━━ Extracted records ━━
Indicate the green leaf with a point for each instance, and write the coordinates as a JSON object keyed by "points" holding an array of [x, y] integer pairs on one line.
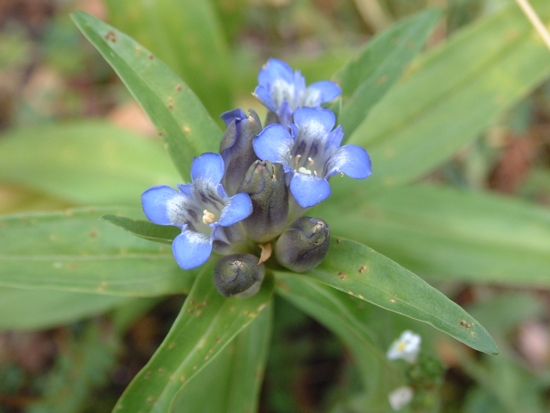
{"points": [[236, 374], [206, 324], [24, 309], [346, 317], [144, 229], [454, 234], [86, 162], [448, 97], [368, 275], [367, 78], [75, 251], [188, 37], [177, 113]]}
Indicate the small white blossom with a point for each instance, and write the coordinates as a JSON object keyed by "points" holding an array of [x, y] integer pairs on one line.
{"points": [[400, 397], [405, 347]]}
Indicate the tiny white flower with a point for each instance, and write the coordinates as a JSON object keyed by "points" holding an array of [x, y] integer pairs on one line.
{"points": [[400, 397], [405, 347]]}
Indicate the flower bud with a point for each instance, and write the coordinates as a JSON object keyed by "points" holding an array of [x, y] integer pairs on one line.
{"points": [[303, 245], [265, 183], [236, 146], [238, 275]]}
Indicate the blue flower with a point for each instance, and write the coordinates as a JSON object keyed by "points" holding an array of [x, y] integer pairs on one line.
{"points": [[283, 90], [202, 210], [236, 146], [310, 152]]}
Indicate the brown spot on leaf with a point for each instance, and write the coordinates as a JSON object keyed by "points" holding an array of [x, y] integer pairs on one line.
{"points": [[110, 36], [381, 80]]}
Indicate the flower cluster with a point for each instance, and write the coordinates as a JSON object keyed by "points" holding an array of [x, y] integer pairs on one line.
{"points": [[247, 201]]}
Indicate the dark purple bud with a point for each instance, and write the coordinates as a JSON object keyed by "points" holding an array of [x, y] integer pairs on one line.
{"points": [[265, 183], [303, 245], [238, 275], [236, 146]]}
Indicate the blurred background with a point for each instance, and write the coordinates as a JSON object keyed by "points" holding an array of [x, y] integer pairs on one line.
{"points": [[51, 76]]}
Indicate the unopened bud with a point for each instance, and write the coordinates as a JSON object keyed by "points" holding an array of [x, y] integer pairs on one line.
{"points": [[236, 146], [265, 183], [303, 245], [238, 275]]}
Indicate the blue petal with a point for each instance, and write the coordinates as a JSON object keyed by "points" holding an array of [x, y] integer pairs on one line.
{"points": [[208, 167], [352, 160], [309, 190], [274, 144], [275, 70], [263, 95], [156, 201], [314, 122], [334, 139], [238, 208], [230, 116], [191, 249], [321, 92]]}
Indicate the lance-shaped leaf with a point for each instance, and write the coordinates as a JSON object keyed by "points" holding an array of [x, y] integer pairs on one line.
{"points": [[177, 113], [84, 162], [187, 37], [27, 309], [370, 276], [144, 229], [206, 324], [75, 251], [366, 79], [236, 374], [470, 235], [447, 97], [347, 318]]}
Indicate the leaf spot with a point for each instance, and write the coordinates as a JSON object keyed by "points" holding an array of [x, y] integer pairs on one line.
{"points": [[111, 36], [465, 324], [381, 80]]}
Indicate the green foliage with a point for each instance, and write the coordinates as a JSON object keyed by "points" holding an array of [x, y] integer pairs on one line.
━━━
**Problem details**:
Skipping any images, write out all the data exactly.

**Exercise answer**:
Indicate the green leaf with a point for each instance, and write the coordinates as a JSON object keyed by "points" holding an array of [x, y] integer pairs on one line.
{"points": [[236, 374], [206, 324], [24, 309], [346, 317], [144, 229], [454, 234], [86, 162], [448, 97], [368, 275], [367, 78], [75, 251], [188, 37], [177, 113]]}
Indicate the small white blossom with a point for each instance, and write the coordinates as a JSON object keyed by "points" holding an array of [x, y] integer pairs on one line.
{"points": [[400, 397], [405, 347]]}
Indicate the tiny white flower with a point for each instance, and write the coordinates as a JSON object keyed by "points" holding an array of [x, y] integer pairs on one line.
{"points": [[400, 397], [405, 347]]}
Indicate the flower bud with a point for each instance, and write the coordinates as a JSON object keyed by "points" holding an array of [x, y] integer pairs on one line.
{"points": [[303, 245], [265, 183], [236, 146], [238, 275]]}
Indicate the blue flower with a point for each instance, and write the coordinates as a JSON object keyed by "points" holding an array of [x, y] integer pairs on one line.
{"points": [[283, 90], [202, 210], [236, 146], [310, 152]]}
Indicate the brown spot on leaf with a point for each instance, and write the coordinates as a JSON object keyed by "points" holding an array of [x, y] integer pairs on one line.
{"points": [[110, 36], [381, 80]]}
Indicate the flower cluster with a point for each instance, and write the coordinates as a JSON object keyed by "points" holding an array of [x, y] integer pairs on one line.
{"points": [[247, 201]]}
Indicate the dark purple bud with a point for each instance, and write the coordinates as a JSON object keyed by "points" holding an array of [x, y] integer pairs on one line.
{"points": [[265, 183], [303, 245], [238, 275], [236, 146]]}
Indicate the blurred background with a point for each instance, and write the coordinates as a JSON object keyed by "points" holding an array of [x, y] integer pairs on one line.
{"points": [[51, 76]]}
Indicate the unopened bud with a point for each instance, and write the coordinates as a JSON object keyed by "points" holding an array of [x, y] integer pairs on one line.
{"points": [[236, 146], [265, 183], [303, 245], [238, 275]]}
Indicate the blue petal with a point for each instance, and write the coordinates as a JSON object keyed by "points" holding an array of [x, y] integer pairs on one line.
{"points": [[208, 167], [352, 160], [309, 190], [274, 144], [275, 70], [263, 95], [156, 201], [314, 122], [334, 139], [238, 208], [230, 116], [191, 249], [321, 92]]}
Indicate the lance-shaped leaf with a point for each instance, and write the coordinates as a JSON object keyed by "points" holding an array of [x, y] integer pairs on one line.
{"points": [[177, 113], [84, 162], [187, 37], [27, 309], [370, 276], [144, 229], [206, 324], [75, 251], [366, 79], [236, 374], [470, 235], [447, 97], [347, 318]]}
Indicate the leaf spot with a point for each instance, and write the coordinates as a JSON object keyed by "points" holding an array of [x, y] integer pairs on one line.
{"points": [[111, 36], [465, 324], [381, 80]]}
Indicate the green foliage with a point for each instance, and write the coordinates as a JSON object keyed by "points" holding an array of [x, y] integer pairs on one line.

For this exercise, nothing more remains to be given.